### Exercise goal:
Reproduce all entries precisely, down to the last character.

(Dataset entries)
☆ ☆ ☆

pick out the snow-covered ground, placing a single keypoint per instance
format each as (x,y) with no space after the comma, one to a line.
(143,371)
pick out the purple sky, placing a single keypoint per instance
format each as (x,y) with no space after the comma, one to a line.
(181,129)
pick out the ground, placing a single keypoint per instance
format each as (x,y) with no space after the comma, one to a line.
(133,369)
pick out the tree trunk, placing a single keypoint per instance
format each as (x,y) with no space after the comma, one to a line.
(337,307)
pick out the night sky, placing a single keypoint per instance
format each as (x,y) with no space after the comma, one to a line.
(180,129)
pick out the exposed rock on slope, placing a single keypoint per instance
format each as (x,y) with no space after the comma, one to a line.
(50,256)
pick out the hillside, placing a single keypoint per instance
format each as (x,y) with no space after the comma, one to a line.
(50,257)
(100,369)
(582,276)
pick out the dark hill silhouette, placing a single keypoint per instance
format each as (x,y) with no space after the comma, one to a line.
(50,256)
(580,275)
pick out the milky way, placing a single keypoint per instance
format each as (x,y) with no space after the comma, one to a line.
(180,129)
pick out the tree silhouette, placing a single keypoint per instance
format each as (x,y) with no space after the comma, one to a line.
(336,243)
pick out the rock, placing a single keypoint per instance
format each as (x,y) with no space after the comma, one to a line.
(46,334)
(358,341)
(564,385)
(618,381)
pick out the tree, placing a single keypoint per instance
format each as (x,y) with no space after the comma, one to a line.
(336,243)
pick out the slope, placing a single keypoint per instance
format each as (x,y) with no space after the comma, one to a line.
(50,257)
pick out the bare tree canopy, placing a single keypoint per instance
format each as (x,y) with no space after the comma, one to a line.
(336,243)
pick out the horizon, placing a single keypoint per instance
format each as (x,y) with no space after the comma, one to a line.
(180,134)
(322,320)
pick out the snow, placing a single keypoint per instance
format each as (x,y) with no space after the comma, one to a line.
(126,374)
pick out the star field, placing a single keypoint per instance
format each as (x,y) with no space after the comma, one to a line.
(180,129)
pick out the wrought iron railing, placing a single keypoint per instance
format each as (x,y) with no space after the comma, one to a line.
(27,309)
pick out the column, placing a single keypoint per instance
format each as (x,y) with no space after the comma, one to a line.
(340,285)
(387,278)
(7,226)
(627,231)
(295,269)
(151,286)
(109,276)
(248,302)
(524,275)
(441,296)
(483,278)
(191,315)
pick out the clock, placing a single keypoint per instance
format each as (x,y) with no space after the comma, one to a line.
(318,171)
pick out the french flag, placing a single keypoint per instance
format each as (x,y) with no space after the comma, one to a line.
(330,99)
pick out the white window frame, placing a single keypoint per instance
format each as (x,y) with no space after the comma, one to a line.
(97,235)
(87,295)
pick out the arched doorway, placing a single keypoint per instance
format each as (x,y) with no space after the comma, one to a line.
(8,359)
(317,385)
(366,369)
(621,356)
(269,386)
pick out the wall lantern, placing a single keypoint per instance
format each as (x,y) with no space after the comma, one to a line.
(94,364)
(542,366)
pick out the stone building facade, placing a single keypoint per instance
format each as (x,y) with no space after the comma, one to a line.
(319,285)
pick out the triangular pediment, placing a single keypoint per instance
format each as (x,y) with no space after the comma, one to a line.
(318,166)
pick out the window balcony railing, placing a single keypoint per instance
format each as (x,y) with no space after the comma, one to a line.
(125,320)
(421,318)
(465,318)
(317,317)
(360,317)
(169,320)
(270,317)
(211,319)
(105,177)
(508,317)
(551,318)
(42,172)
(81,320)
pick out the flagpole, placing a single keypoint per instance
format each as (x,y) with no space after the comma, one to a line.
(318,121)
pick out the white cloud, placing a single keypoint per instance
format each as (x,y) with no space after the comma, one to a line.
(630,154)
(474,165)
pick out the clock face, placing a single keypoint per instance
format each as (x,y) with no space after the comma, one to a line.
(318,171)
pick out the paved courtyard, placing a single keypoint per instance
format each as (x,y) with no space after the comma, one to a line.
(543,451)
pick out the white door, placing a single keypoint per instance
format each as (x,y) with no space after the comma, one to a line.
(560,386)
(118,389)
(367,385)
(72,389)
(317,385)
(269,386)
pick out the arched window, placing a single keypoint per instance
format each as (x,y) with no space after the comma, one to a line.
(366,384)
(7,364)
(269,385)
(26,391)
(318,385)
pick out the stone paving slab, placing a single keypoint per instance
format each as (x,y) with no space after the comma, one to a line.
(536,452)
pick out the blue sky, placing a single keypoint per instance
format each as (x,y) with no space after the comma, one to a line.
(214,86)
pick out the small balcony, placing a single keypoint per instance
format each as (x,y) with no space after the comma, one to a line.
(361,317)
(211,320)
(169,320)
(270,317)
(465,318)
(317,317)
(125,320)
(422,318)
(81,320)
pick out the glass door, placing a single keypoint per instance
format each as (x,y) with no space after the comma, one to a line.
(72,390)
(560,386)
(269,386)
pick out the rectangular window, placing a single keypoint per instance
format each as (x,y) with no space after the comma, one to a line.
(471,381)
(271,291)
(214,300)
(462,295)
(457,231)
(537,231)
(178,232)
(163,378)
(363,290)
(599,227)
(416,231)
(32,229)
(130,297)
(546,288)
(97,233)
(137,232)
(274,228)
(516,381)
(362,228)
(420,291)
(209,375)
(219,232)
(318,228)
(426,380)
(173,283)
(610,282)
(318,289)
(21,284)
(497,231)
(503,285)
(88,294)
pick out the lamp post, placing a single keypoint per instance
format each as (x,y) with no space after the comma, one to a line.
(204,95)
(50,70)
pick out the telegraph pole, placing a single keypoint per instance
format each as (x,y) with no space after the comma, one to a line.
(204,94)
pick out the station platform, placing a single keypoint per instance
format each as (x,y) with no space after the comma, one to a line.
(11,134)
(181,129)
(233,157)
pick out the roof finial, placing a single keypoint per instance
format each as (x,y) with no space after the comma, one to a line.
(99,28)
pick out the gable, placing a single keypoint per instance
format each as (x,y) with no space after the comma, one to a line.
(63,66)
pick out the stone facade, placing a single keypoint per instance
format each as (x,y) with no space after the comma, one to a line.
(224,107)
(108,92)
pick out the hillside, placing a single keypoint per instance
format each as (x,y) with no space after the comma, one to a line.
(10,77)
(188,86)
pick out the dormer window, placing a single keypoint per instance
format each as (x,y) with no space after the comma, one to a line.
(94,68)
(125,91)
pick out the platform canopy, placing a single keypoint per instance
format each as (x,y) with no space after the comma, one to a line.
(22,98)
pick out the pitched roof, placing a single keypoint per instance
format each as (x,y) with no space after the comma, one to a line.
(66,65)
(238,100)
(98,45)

☆ ☆ ☆

### Answer below:
pick out the snow-covered ground, placing a single keypoint per instance
format each as (x,y) with no space after the comma, one to a line.
(143,371)
pick out the purple sky, placing a single keypoint per instance
format each as (x,y) with no space after the comma, one to a line.
(181,129)
pick out the ground, placing a single keypoint per instance
format each as (x,y) with no space after the comma, one to a line.
(133,369)
pick out the tree trunk, placing a single keypoint per instance
format each as (x,y) with no space after the comma, one to a line.
(337,307)
pick out the night sky, placing a single keypoint per instance
format each as (x,y) with no space after the comma, one to a line.
(180,129)
pick out the exposed rock on slope, placing a single keypoint per instance
format each as (x,y) with no space after the comma, one to a line.
(50,256)
pick out the hillside, placing a single keypoint per instance
format each as (x,y) with no space after the comma, one to a line.
(50,257)
(100,369)
(582,276)
pick out the dark hill silhouette, placing a single keypoint per instance
format each as (x,y) with no space after the comma, one to a line.
(50,256)
(580,275)
pick out the milky way, placing a single keypoint per instance
format each as (x,y) with no space after the comma, one to a line.
(180,129)
pick out the tree silhouette, placing a single keypoint per instance
format each as (x,y) with no space after the comma, one to a line.
(336,243)
pick out the rock, placing a single keypoint per instance
format each as (x,y) with no space after the comma, one to a line.
(46,334)
(358,341)
(564,385)
(618,381)
pick out the tree, placing a single keypoint per instance
format each as (x,y) with no space after the comma, one to a line.
(336,243)
pick out the slope, placing a single keypoint per instance
format each as (x,y) with no space after the comma, one to a line.
(50,257)
pick out the bare tree canopy, placing a single keypoint per instance
format each as (x,y) with no space after the comma, one to a line.
(336,243)
pick out the horizon, placing a single keypoint per instance
format each as (x,y) with no space after the comma, one to a line.
(180,134)
(322,320)
pick out the snow, placing a single keypoint per instance
format each as (x,y) with no space after the comma, one to a line.
(126,374)
pick out the star field, placing a single keypoint per instance
format each as (x,y) with no space after the comma, one to a line.
(180,129)
pick out the wrought iron railing, placing a single keypoint per instance
format each as (x,y) with no space after the comma, one to a line.
(27,309)
pick out the column, placing a single keypoint per instance
format each as (x,y) with no space after the comma, one to a line.
(340,285)
(387,278)
(7,226)
(627,231)
(295,269)
(151,286)
(109,276)
(248,302)
(524,275)
(441,296)
(483,278)
(191,315)
pick out the clock, placing a single keypoint per instance
format each as (x,y) with no space after the comma, one to a line.
(318,171)
pick out the french flag, placing a single keypoint per instance
format each as (x,y) with no space after the comma, one to a line.
(330,99)
pick out the white window frame, placing a single keypoint per instance
format each as (x,y) with no space after the comma, one to a line.
(97,235)
(87,295)
pick out the arched doorway, placing a single keypoint per instance
format each as (x,y) with no space after the comma, one to a line.
(8,359)
(317,385)
(366,369)
(621,356)
(269,386)
pick out the wall lantern, placing a single keypoint per instance
format each as (x,y) with no space after the comma, one to a line.
(94,364)
(542,366)
pick out the stone building facade, placing a single keypoint per instance
format each as (x,y) with no space after the comma, one to a line.
(319,285)
pick out the triangular pediment, placing a single keypoint per instance
format each as (x,y) with no space after the comma, one to a line.
(318,166)
pick out the window balcony railing, placing a single keypoint per instance
format each as (x,y) with no space after the comma, one to a line.
(125,320)
(421,318)
(465,318)
(317,317)
(360,317)
(169,320)
(270,317)
(211,319)
(105,177)
(508,317)
(551,318)
(42,172)
(81,320)
pick out the flagpole, placing a single keypoint per instance
format each as (x,y) with no space after the comma, one to a line.
(318,121)
pick out the white cloud, placing a single keypoint per instance
format each as (x,y) with no space after the comma, one to a line.
(630,154)
(474,165)
pick out the clock face, placing a single keypoint per instance
format each as (x,y) with no space after the comma, one to a line.
(318,171)
pick out the paved courtyard, placing a single keypoint per instance
format each as (x,y) with no space after the comma, one to a line.
(543,451)
pick out the white door, placing a single keypoint per instance
format each as (x,y) with no space after the comma, one to a line.
(560,386)
(118,389)
(367,385)
(72,389)
(317,385)
(269,386)
pick out the arched window, placing a single keypoint per instance
format each as (x,y) with no space after the comma, one to a line.
(366,384)
(7,364)
(269,385)
(26,391)
(318,385)
pick out the stone paving slab, placing a single keypoint per instance
format each as (x,y) with no space after the comma, one to a line.
(536,452)
pick out the blue sky, placing a single keypoint per instance
format each as (x,y) with no space after the comma, one to a line.
(214,86)
pick out the small balcony, placing a single keypoint per instance
format each as (x,y) with no space after the comma, one to a line.
(361,317)
(211,320)
(169,320)
(270,317)
(465,318)
(317,317)
(125,320)
(422,318)
(81,320)
pick out the glass door, placing a single keypoint per instance
format each as (x,y) with no space after the comma, one to a line.
(72,390)
(560,386)
(269,386)
pick out the rectangular window, placing a single keypoint per instance
format each as (x,y) with no space after the comma, one to a line.
(471,381)
(271,291)
(214,300)
(462,295)
(457,231)
(537,231)
(178,232)
(163,378)
(363,290)
(599,227)
(416,231)
(32,229)
(130,297)
(546,288)
(97,233)
(137,232)
(274,228)
(516,381)
(362,228)
(420,291)
(209,375)
(219,232)
(318,228)
(426,380)
(173,283)
(610,282)
(318,289)
(21,284)
(497,231)
(503,285)
(88,294)
pick out the lamp post, placing a single keypoint per instance
format each as (x,y) with no space after the comma, one to a line.
(204,95)
(50,70)
pick out the telegraph pole, placing a single keypoint per instance
format each as (x,y) with no space after the comma, one to a line.
(204,94)
pick out the station platform, placing a single keypoint per instance
format each as (x,y) with no space after the comma, one to a line.
(11,134)
(181,129)
(233,157)
pick out the roof finial, placing a single keypoint per instance
format each as (x,y) with no space after the comma, one to a line.
(99,28)
pick out the gable, placing a single keypoint per instance
format each as (x,y) with no space after the comma, one to a line.
(63,66)
pick out the stone facade, placing a single keypoint per instance
format each as (x,y) with no space after the comma, one to a line.
(224,107)
(108,92)
pick out the hillside, placing a single keypoint per instance
format each as (x,y) with no space after the comma, one to a line.
(10,77)
(188,86)
pick out the dormer window, placing a single keypoint per instance
format each as (x,y) with no space after the comma, one to a line.
(94,68)
(125,91)
pick out the platform canopy, placing a single keypoint per instance
format each as (x,y) with no space after the comma, one to a line.
(22,98)
pick out the pitched roof, placing a single keypoint per instance
format each as (x,y) with no space after the comma, one to a line.
(66,65)
(238,100)
(98,45)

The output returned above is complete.